Saturday, 17 October 2015

In Depth Windows: What is PE File Format?


Windows operating system is used by most of the Computer users out there but little do they know about how it works. Recently, I started to research deeper and deeper into Window's Internals for thorough Malware Analysis. One thing that holds utmost importance when It comes to digging deeper into Windows is the Portable Executable File Format, commonly known as the PE file format derived from Common Object File Format aka COFF.

PE is the native file format of Windows operating system, binaries (EXE, DLL, SYS, SCR) or even object files (BPL, DPL, CPL) use this format. Even NT's kernel mode drivers use PE file format. The reason why it is called "Portable Executable" refers to the fact that this file format is universal across all Win32 platforms. The loader on every Win32 platform recognizes this file format and loads the executable in memory despite the architecture of CPU being Intel or ARM or any other for that matter.

The knowledge of PE file format is useful to people who are trying to become Software Reverse Engineers, Better Programmers, and the know all kind. This knowledge is definitely necessary for people who are trying to write malicious softwares(those evil people).

As It was stated in Xeno Kovah's class: "The more you know about forward engineering, the more you know about reverse engineering."

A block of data

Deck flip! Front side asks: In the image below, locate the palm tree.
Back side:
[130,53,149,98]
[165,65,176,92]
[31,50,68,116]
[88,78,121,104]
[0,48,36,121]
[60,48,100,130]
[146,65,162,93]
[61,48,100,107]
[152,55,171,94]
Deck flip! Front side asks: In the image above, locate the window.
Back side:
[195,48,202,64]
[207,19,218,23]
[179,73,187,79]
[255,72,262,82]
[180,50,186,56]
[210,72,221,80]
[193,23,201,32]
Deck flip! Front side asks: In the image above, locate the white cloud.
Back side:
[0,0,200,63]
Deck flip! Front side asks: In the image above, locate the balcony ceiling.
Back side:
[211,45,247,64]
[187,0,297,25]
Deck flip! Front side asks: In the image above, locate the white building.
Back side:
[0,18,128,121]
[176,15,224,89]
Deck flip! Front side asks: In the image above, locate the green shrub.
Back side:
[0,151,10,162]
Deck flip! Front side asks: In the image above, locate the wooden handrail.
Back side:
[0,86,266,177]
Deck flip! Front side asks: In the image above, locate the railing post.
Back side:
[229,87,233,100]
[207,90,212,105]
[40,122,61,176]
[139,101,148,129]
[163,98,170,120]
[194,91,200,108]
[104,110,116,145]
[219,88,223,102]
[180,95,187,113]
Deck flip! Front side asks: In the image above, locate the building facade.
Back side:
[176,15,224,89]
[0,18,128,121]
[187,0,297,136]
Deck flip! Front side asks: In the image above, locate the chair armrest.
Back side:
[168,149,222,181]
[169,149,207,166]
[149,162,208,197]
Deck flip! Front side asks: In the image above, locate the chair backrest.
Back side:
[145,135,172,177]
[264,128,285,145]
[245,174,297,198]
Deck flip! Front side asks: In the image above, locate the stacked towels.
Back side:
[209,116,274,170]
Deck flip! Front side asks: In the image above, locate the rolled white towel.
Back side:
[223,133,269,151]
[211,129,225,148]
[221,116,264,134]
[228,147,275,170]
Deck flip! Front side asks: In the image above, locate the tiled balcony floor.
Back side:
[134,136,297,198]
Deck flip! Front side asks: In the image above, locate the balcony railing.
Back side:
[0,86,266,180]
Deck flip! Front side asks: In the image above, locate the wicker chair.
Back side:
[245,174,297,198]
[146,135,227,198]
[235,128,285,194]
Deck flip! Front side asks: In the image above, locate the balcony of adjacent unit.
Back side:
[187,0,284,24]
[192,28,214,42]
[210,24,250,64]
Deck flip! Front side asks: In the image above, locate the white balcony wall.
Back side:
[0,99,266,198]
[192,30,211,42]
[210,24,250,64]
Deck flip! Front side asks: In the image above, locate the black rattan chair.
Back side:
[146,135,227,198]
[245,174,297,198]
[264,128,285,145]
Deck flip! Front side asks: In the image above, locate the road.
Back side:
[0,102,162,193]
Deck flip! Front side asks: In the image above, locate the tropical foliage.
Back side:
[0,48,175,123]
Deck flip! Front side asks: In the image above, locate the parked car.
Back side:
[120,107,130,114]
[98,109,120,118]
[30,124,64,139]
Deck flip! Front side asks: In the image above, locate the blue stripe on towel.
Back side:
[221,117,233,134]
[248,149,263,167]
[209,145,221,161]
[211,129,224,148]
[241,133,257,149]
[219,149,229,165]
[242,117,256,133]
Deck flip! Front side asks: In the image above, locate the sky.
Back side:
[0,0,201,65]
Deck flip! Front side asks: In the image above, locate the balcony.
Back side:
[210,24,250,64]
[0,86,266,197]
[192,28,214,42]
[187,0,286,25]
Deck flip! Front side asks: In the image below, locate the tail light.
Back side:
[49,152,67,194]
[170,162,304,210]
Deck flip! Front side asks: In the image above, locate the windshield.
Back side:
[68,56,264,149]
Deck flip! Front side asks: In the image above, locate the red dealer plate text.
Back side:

— What to do —
Answer these questions using the post on the PE file format above:
(a) From which format is the PE file format derived?
(b) Which two CPU architectures does the post name?
(c) In whose class was the quoted line about forward and reverse engineering stated?

— Result of the task —
(a) The Common Object File Format, also known as COFF.
(b) Intel and ARM.
(c) Xeno Kovah's class.